Assembly quality assessment#

Method#

To compare contig 1 of my assembly with the genome of the paper, QUAST was used to generate statistics report to evaluate the quality, and MUMmer was used to generated alignment dotplot to visualize the similarity.

QUAST#

Command:

quast.py \
-o ~/genome_analysis/analyses/02_assembly_quality_assessment/01-quast \
-r ~/genome_analysis/data/reference/OBMB01.fasta -x 700000 \
~/genome_analysis/analyses/01_genome_assembly/01-lfts-pacbio/lfts.contig1.fasta
  • -o: output directory

  • -r: reference genome

  • -x: lower threshold for the relocation size

MUMmer#

Command:

mummer -b \
~/genome_analysis/data/reference/OBMB01.fasta \
~/genome_analysis/analyses/01_genome_assembly/01-lfts-pacbio/lfts.contig1.fasta \
> ~/genome_analysis/analyses/02_assembly_quality_assessment/02-mummer/output.mums
  • -b: compute both forward and reverse complement matches

cd ~/genome_analysis/analyses/02_assembly_quality_assessment/02-mummer/

mummerplot \
-Q ~/genome_analysis/analyses/01_genome_assembly/01-lfts-pacbio/lfts.contig1.fasta \
--png \
~/genome_analysis/analyses/02_assembly_quality_assessment/02-mummer/output.mums
  • –png: set the output terminal to png

Results and discussion#

The report of QUAST shows the assembly is of high quality. The GC content of my assembly is 54.22%, and the one of the paper is 54.19%. QUAST mummer In the dotplot, the forward and reverse matches are displayed red and blue respectively. Perfect alignment will display as a red diagonal. Typically, the pattern in the graph indicates relocation. However, since prokaryotic genome is circular, and the beginning can be selected arbitrarily, these two assemblies are consistent with each other.

**WHAT IS REQUIRED:** Extend the write-up on assessing genome assembly quality with QUAST and MUMmer, carrying on after its last sentence.

**SOURCE DATA:**
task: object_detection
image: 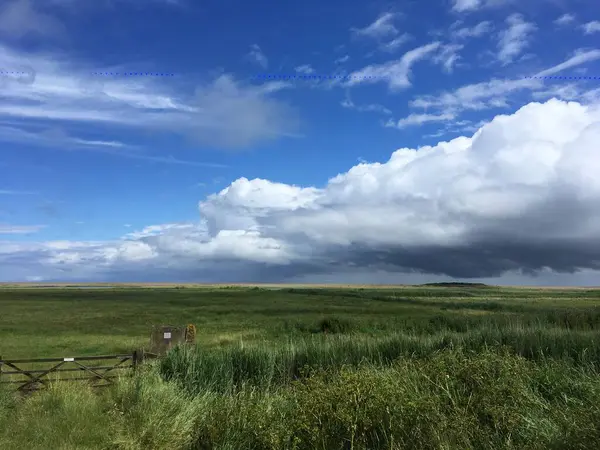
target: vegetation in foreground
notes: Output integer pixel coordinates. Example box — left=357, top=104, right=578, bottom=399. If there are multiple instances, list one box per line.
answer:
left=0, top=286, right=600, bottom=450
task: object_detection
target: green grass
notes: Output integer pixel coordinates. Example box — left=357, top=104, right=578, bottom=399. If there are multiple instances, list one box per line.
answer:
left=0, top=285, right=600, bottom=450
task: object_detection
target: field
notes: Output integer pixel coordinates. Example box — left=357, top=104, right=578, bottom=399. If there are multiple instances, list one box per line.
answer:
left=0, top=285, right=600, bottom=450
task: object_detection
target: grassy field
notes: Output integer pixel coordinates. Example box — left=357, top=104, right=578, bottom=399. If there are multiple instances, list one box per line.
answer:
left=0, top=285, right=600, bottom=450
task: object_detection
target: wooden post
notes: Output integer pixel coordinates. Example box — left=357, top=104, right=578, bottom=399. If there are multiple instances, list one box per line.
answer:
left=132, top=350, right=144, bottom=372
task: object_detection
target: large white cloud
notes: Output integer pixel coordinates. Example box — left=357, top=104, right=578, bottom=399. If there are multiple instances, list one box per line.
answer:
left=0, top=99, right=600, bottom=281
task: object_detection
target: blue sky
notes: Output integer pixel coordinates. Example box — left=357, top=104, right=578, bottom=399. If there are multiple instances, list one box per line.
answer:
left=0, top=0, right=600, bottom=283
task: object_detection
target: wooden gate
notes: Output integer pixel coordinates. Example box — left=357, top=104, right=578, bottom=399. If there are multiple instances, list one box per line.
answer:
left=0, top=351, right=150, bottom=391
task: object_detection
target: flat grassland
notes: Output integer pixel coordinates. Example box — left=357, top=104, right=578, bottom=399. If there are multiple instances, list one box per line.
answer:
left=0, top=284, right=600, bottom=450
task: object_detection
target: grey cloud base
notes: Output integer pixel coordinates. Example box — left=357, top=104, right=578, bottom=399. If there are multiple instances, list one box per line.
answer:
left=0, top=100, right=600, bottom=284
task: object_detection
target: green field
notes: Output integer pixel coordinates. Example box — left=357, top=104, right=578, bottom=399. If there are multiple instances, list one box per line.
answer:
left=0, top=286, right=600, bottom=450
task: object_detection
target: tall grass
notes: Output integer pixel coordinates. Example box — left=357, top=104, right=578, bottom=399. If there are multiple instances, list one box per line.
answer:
...
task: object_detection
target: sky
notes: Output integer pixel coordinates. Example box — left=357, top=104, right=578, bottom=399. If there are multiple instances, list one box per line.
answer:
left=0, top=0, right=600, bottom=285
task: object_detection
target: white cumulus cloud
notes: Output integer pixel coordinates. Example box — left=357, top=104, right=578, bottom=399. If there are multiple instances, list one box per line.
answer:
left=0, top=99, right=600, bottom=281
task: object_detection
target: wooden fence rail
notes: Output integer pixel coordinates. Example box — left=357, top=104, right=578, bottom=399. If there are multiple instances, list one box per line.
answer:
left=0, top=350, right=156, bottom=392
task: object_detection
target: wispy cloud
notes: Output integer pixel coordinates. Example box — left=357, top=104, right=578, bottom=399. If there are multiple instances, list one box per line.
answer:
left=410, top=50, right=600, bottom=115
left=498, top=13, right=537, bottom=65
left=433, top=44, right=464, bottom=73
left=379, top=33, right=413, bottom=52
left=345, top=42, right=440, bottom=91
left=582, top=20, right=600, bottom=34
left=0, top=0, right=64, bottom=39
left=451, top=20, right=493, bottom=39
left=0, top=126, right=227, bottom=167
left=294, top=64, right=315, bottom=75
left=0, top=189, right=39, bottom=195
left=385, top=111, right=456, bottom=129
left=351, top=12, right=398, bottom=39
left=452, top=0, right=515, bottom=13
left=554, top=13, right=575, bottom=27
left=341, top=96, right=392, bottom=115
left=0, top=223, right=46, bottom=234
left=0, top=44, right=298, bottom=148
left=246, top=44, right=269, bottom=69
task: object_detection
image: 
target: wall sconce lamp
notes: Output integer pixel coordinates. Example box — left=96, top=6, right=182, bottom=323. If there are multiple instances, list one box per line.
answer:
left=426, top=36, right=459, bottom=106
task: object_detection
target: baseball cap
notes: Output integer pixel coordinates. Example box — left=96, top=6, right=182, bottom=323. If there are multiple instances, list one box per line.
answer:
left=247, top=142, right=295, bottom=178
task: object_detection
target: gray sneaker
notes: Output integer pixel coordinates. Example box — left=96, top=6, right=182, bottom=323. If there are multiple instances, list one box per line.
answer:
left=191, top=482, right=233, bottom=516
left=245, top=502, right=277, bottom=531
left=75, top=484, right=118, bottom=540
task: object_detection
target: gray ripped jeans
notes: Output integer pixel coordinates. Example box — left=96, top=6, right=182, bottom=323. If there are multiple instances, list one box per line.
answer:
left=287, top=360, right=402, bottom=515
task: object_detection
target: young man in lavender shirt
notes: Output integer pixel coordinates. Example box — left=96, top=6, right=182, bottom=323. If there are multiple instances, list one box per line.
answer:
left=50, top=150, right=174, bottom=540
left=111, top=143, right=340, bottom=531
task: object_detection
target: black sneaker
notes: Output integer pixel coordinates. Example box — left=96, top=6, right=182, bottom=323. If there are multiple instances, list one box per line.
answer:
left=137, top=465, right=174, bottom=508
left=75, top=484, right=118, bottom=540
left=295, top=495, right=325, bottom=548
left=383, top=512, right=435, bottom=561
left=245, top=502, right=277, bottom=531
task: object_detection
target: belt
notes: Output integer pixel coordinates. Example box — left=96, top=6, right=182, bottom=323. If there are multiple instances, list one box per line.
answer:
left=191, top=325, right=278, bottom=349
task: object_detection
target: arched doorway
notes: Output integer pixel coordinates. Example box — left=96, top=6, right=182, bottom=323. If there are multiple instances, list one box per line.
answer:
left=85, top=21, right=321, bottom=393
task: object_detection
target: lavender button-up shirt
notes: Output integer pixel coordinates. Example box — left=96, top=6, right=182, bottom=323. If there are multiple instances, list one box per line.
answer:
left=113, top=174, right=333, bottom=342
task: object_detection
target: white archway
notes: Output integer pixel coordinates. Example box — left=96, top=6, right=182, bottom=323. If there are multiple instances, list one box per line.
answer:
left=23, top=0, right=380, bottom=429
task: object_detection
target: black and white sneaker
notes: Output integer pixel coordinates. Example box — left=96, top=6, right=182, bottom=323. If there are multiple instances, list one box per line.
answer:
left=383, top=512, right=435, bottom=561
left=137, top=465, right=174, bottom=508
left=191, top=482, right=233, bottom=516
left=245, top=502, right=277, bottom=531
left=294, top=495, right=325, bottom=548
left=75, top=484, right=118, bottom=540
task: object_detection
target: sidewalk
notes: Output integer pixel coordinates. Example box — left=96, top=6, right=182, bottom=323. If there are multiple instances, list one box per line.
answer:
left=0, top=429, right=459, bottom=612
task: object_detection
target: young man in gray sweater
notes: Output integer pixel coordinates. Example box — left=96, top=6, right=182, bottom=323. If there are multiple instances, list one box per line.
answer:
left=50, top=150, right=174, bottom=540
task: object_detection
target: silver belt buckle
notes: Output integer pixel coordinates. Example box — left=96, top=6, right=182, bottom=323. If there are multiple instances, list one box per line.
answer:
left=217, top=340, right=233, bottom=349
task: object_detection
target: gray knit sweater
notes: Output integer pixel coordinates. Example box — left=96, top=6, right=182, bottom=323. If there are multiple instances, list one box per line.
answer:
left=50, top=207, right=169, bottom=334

**TASK RESPONSE:**
Q & A#

Assembly evaluation#

  1. What do measures like N50, N90, etc. mean? How can they help you evaluate the quality of your assembly? Which measure is the best to summarize the quality of the assembly (N50, number of ORFs, completeness, total size, longest contig …)

  • N50/N90 is the sequence length of the shortest contig at 50%/90% of the total genome length. Generally, large N50/N90 suggests good quality, but other metrics should also be considered to compare results from different tools. There is not a magic rule of thumb to select the best assembly.

  1. How does your assembly compare with the reference assembly? What can have caused the differences?

  • See results and discussion.

  1. Why do you think your assembly is better/worse than the public one?

  • My assembly is comparable to the public one. Since prokaryotic genome is much simpler than eukaryotic, results are very similar although using different assembly software.